Pick out and copy every line in the items below that contains the word "mountain".

## [Photo-based point labeling data]
------------------------------

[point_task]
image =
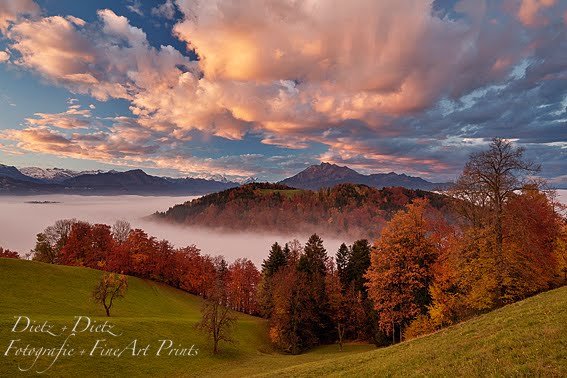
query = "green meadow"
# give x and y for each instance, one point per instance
(528, 338)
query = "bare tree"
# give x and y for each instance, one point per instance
(218, 321)
(488, 181)
(120, 230)
(109, 288)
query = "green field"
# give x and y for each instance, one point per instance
(528, 338)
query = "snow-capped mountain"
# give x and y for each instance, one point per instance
(246, 180)
(54, 175)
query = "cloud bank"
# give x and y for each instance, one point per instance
(405, 85)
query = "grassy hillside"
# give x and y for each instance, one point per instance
(528, 338)
(525, 339)
(149, 313)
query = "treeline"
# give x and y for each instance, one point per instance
(347, 210)
(120, 249)
(6, 253)
(503, 238)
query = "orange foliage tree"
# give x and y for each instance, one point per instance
(401, 268)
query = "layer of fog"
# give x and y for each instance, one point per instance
(20, 221)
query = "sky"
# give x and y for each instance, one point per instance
(266, 88)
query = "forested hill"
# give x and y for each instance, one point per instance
(351, 210)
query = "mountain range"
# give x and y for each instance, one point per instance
(329, 175)
(33, 180)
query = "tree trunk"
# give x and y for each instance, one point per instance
(499, 257)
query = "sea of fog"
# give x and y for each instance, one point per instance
(20, 221)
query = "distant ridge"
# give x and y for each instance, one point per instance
(34, 180)
(329, 175)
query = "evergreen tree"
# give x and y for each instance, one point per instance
(314, 259)
(343, 262)
(276, 259)
(313, 266)
(359, 264)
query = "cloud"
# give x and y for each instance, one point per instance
(12, 10)
(381, 86)
(135, 6)
(165, 10)
(4, 56)
(531, 12)
(73, 118)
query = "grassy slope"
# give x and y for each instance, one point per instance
(528, 338)
(149, 312)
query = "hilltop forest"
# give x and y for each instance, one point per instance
(347, 210)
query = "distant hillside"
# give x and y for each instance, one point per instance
(328, 175)
(14, 173)
(346, 209)
(53, 175)
(47, 181)
(136, 181)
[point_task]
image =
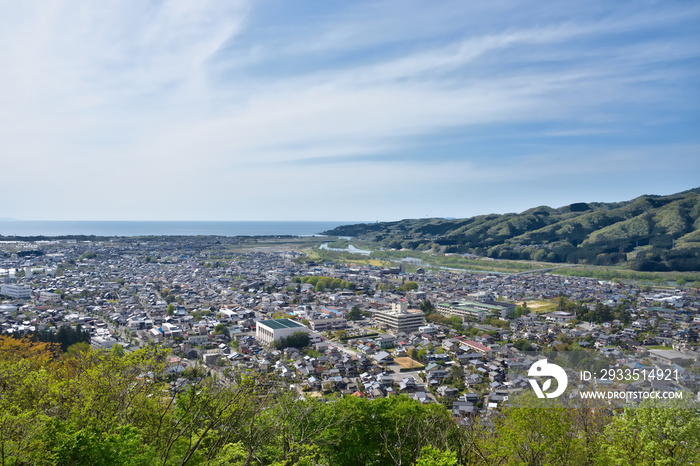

------------------------------

## [Answer for this exercise]
query = "snow-capped mountain"
query = "mountain range"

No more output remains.